_Short problem_
Please output the lines shown below exactly as they appear.

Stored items
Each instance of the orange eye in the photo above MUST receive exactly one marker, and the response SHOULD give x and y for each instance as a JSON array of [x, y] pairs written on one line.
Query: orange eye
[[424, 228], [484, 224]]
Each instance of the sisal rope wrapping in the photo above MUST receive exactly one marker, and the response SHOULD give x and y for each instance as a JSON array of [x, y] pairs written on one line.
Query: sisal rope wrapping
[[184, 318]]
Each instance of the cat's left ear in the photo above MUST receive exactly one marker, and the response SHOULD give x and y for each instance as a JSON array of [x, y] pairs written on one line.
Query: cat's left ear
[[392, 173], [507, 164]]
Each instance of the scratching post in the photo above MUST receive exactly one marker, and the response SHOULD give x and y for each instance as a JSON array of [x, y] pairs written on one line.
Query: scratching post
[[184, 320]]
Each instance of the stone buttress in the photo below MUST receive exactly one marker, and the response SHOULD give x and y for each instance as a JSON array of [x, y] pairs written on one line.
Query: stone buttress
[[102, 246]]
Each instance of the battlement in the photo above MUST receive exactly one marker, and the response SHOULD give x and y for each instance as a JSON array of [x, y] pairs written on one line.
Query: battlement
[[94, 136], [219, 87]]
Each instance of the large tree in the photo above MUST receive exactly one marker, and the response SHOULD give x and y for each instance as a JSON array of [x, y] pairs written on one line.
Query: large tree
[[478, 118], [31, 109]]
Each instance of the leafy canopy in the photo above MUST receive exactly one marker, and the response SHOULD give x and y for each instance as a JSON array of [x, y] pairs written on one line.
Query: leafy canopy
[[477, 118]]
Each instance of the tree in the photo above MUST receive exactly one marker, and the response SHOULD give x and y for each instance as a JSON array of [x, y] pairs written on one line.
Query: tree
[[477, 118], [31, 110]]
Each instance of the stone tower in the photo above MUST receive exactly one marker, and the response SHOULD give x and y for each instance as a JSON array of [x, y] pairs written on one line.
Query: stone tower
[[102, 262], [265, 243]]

_Full answer_
Each instance of the orange eye in the photo above MUST receive exactly one marker, and the response SHOULD give x and y for each instance as a JSON array of [x, y] pairs written on one line.
Query: orange eye
[[424, 228], [484, 224]]
Each instance of the sisal rope wrapping in the photo above MUST receive exactly one marker, and the response SHOULD give x and y for each instance as a JSON array of [x, y] pairs written on one line.
Query: sisal rope wrapping
[[184, 318]]
Each instance of the cat's left ear in the photo above MUST receive exactly one marker, and the response SHOULD give x and y for each instance as a JSON array of [x, y] pairs written on one line.
Query: cat's left ear
[[392, 173], [507, 164]]
Each instance of the scratching post in the photo above MUST receive exactly one marker, and the response SHOULD give x and y for each instance as a JSON array of [x, y] pairs written on one line.
Query: scratching post
[[184, 320]]
Each instance of the stone buttress in the photo below MUST receive exactly one marker, and the response SHOULD give x and y for each instance as a JSON array of [x, y] pairs written on one line.
Query: stone buttress
[[102, 246]]
Each instance of the battlement in the photo above MUST receive exactly one marker, and the response SHOULD give x and y for each instance as a JSON array of [x, y] pairs written on one line.
Query: battlement
[[94, 136], [219, 87]]
Each instance of the large tree in the photo above MUST receive exactly one marker, and the response SHOULD give x and y for each instance as a JSON array of [x, y] pairs written on one line.
Query: large tree
[[478, 118], [31, 109]]
Each instance of the leafy canopy in the photo above MUST receive exactly one marker, and the response SHOULD give x and y for each instance as a JSON array of [x, y] pairs written on one line.
Query: leafy canopy
[[477, 118]]
Each instance of the tree in the photo above MUST receive exactly one marker, and the response SHOULD give x and y for each instance as a JSON array of [x, y] pairs written on one line.
Query: tree
[[477, 118], [31, 110]]
Each instance of the stone tower in the photo above MUST receive exactly one marker, and the response SHOULD give x and y for each instance as a JSON array of [x, y] pairs written on one line.
Query: stone tower
[[102, 262], [265, 243]]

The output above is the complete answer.